#### [Given task]
Change the rows below by replacing "photograph" with "image" wherever it occurs, keeping every other part identical. Leave out the pictures.

#### [Data to use]
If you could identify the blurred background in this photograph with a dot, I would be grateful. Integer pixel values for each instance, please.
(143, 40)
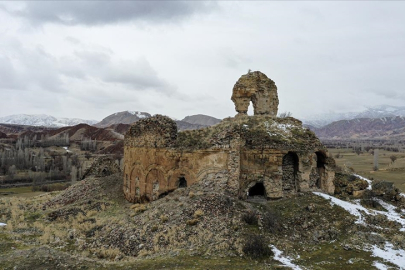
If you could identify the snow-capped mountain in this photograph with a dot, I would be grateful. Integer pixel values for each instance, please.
(125, 117)
(324, 119)
(43, 120)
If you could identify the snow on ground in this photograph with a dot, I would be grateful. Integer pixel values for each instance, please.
(391, 255)
(284, 260)
(380, 266)
(363, 178)
(138, 114)
(356, 209)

#### [Answer]
If you could identify the blurred background in this image with a dot, I would be grateful. Integer pixel values for each instance, please.
(143, 40)
If you could identify the snow-capped mountain in this image with a dot, I would be grateful. Integer pixel values for each instance, please.
(125, 117)
(324, 119)
(43, 120)
If you could identify the snow on ground in this image with a dot, I would be grateful. Integer pixel values for each instance, please.
(391, 255)
(284, 260)
(380, 266)
(363, 178)
(138, 114)
(356, 209)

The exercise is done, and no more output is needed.